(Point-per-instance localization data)
------------

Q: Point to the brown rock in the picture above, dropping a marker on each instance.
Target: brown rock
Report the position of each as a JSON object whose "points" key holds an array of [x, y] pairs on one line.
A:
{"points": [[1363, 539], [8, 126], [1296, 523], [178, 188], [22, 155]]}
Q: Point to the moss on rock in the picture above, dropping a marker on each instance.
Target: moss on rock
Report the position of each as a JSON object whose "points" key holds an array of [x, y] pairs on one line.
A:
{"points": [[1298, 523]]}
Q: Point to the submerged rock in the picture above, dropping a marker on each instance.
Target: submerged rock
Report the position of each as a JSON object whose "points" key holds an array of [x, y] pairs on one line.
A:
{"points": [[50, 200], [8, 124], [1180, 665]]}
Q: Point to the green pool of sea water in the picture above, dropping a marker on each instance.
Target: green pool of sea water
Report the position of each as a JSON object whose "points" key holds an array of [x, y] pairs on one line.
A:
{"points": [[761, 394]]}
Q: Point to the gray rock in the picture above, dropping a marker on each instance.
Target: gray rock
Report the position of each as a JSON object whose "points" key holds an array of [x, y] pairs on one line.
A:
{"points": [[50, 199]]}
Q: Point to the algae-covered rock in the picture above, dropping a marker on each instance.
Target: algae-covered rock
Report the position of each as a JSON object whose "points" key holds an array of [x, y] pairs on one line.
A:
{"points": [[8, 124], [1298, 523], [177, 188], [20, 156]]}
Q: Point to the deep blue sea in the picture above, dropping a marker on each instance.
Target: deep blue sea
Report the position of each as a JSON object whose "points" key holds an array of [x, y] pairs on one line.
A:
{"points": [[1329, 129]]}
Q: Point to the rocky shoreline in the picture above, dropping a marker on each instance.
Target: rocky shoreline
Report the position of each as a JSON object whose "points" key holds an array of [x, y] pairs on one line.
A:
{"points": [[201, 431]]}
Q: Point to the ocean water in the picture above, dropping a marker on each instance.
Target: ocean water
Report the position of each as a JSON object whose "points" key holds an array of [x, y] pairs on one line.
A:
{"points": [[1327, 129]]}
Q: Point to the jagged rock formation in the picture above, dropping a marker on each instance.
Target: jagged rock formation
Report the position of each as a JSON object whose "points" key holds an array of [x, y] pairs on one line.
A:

------------

■ PROBLEM:
In the entries above, find each line with the word "shoreline" and return it.

■ ANSWER TO THE PROBLEM:
Q: Point to the rocky shoreline in the picture above, dropping a marker on each instance.
Target: rocky shoreline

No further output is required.